— START OF INPUT RECORDS —

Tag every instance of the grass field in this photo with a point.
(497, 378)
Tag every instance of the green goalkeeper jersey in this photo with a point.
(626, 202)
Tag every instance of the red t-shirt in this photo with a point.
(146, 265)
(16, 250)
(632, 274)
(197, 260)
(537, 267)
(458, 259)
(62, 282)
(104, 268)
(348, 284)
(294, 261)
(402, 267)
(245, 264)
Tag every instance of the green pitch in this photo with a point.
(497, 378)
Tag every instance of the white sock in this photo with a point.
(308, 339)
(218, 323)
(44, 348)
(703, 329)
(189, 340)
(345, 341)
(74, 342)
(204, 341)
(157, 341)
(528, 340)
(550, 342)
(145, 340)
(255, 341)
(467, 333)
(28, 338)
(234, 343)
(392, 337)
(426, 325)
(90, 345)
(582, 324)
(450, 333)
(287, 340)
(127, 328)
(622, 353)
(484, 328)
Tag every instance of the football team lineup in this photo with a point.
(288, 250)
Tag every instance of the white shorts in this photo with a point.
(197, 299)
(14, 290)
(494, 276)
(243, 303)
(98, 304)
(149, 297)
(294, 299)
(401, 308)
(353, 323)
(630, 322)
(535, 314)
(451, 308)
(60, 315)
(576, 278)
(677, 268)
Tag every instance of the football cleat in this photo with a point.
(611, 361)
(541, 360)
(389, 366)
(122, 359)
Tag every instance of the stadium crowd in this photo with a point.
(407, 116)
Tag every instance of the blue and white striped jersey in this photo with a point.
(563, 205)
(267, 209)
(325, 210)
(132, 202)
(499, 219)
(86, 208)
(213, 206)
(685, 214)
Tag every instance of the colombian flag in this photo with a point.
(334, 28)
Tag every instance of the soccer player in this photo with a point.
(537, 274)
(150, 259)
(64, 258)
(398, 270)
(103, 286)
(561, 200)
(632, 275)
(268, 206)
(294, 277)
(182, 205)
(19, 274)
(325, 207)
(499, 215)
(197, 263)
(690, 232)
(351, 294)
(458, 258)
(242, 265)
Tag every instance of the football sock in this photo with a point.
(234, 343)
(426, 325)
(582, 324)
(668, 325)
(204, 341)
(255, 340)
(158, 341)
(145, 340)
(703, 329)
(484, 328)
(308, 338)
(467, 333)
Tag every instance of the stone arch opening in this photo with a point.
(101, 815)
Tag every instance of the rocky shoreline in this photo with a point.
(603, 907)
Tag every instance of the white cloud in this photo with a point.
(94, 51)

— END OF INPUT RECORDS —

- **YOUR OBJECTIVE**:
Reproduce the data above verbatim, from the line containing "Tag every instance of the stone" through the end of the data.

- **RESULT OF THIS TASK**:
Tag every instance of the stone arch opening in this photo with a point.
(101, 815)
Tag every instance of the rocky shoreline in this photo with a point.
(603, 907)
Tag every instance of the white cloud in this photo with a point.
(94, 51)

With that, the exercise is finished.